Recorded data
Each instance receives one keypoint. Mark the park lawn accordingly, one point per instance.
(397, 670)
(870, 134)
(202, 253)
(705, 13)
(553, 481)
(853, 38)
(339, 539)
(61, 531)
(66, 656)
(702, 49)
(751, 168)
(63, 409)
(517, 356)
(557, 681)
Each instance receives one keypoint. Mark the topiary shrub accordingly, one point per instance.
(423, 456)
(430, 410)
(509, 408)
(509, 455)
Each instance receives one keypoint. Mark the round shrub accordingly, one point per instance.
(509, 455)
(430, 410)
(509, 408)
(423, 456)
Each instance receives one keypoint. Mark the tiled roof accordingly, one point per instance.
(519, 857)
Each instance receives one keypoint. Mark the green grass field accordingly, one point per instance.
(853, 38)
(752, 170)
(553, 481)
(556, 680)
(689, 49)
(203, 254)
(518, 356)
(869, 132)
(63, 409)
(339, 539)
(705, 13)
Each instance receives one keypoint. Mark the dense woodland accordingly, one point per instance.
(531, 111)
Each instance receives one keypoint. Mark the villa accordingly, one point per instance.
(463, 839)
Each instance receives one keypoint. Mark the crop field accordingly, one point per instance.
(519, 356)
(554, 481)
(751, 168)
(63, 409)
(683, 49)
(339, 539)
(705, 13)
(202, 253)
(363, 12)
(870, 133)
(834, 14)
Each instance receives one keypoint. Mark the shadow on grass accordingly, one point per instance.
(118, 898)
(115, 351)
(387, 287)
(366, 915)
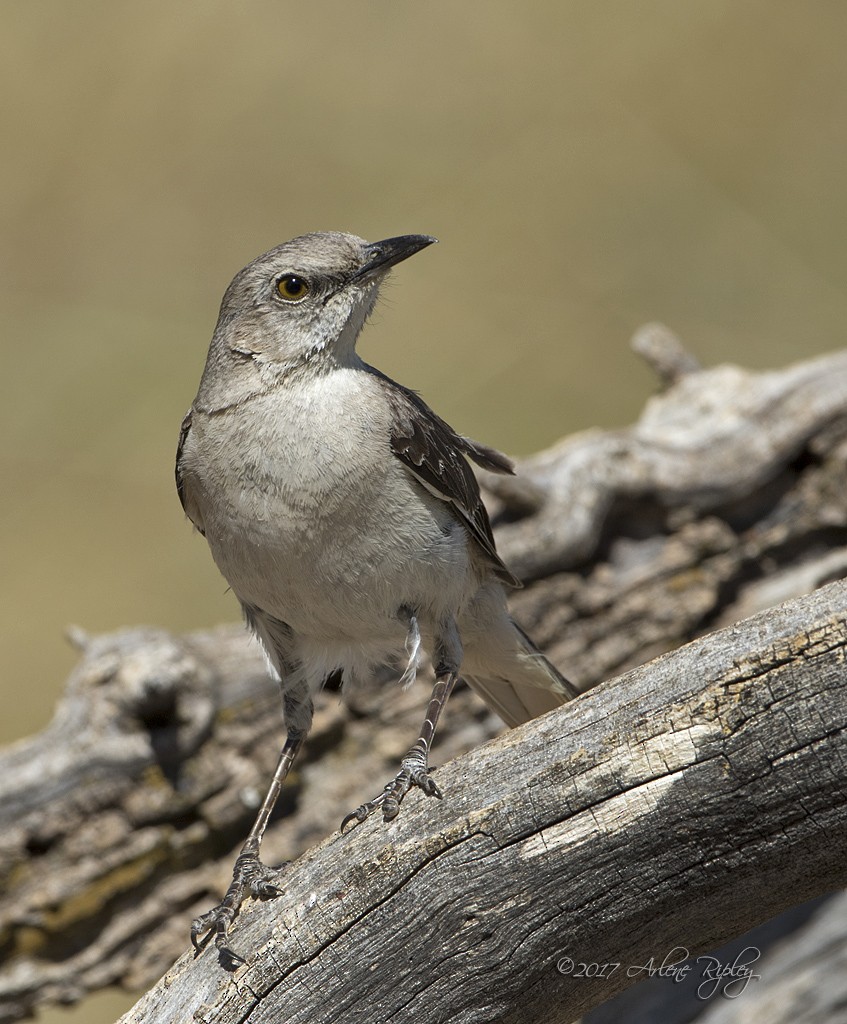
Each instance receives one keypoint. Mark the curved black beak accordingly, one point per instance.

Required work
Say again, word for word, every line from the one with "Each instance receives one keypoint. Mark the topiary" through the last line of the data above, minus the pictures.

The completed task
Each instance receives one keypoint. Mark the topiary shrub accordingly, one point per instance.
(423, 456)
(430, 410)
(509, 408)
(509, 455)
Each instance receives one keypoint. Mark the round shrub accordingly, one point per instance.
(509, 455)
(430, 410)
(509, 408)
(423, 456)
Each instance receives one keypoint. Mark the tiled roof accordingly, one point per instance.
(519, 857)
Each instance receives one keypoint. Mark the green grass field accordingly, one point per instance.
(853, 38)
(752, 170)
(553, 481)
(556, 680)
(689, 49)
(203, 254)
(518, 356)
(869, 132)
(63, 409)
(339, 539)
(705, 13)
Each instance receives one keypoint. Mark the dense woodland accordingly, one point per instance.
(531, 111)
Each instance receives one keypoint. Mark the villa accordingly, one point per instance.
(463, 839)
Each instance receives one keypoint. Mark the crop field accordingly, one point per instance.
(519, 356)
(554, 481)
(751, 168)
(63, 409)
(683, 49)
(339, 539)
(705, 13)
(202, 253)
(363, 12)
(870, 133)
(834, 14)
Each instance receives one keypoint. Mark the shadow on grass accordingly, one point per instance.
(118, 898)
(115, 351)
(387, 287)
(366, 915)
Each instance receives one keypoint. Mark the curved black beak accordingly, one point per instance.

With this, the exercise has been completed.